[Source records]
○ ○ ○

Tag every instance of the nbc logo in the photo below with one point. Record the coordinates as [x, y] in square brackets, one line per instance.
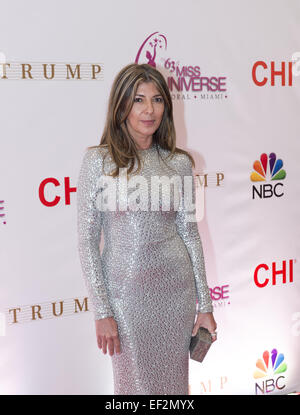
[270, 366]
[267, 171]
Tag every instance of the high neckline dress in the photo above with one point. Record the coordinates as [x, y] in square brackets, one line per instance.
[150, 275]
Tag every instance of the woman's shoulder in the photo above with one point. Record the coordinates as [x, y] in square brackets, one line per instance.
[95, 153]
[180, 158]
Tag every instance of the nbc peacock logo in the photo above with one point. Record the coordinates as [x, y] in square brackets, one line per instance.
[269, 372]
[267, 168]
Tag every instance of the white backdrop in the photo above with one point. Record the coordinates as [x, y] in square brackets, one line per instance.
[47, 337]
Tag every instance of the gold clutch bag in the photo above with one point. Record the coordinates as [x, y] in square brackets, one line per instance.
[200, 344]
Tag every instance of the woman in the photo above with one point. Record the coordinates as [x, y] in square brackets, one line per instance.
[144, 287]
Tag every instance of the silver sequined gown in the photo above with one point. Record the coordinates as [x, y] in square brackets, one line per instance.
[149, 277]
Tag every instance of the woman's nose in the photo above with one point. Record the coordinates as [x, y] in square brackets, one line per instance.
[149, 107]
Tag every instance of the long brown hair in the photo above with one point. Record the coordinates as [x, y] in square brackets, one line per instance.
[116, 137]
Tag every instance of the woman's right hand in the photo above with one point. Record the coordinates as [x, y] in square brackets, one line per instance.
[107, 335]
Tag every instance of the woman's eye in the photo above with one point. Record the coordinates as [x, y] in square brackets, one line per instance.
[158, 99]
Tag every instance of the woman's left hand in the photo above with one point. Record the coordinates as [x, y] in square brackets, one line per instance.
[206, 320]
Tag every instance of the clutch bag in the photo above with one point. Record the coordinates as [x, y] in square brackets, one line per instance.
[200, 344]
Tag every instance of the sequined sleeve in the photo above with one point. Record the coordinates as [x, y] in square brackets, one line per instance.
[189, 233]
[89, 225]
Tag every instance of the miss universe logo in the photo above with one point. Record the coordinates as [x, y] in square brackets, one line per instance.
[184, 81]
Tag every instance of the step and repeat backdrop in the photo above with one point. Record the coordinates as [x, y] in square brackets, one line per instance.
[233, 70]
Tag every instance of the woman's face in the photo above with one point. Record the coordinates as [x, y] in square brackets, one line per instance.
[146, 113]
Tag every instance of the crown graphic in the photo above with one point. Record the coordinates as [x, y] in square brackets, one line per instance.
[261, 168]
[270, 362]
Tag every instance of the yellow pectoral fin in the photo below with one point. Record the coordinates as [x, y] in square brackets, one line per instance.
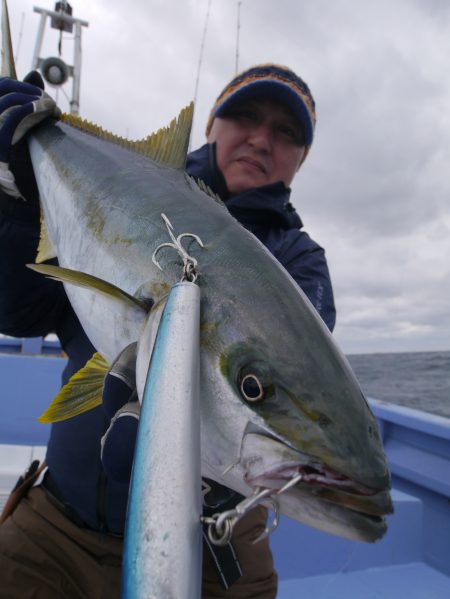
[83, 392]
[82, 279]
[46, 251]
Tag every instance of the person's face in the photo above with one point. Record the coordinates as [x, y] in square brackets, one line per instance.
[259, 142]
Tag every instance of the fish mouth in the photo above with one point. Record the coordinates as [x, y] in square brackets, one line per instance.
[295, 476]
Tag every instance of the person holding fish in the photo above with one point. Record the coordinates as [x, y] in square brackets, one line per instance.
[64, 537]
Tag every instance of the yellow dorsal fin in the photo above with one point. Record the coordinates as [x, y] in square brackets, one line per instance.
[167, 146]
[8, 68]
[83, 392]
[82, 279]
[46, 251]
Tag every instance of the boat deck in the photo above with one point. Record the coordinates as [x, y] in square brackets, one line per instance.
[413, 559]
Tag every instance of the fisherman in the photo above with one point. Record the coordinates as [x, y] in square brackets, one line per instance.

○ ○ ○

**TASK TO CARRY OUT:**
Only the lines from the one holding "Tag every instance of the yellow dorsal" through the end of the records should appear in the answer, each repeated exactly.

**THE COMPLETED TASK:**
Tag every instance of the yellow dorsal fin in the photo above with one point. Record the coordinates as [x, y] in square brackets, one line per instance.
[167, 146]
[8, 68]
[83, 392]
[82, 279]
[46, 251]
Tag every instance of the boat deck in the photo above with one point. Record the coordinates as [x, y] in square brackets, one line per instance.
[413, 559]
Tag every instance of the fisherman in the photo above with one point. Record the coordinates as [x, y] in square brackets, one line per instance.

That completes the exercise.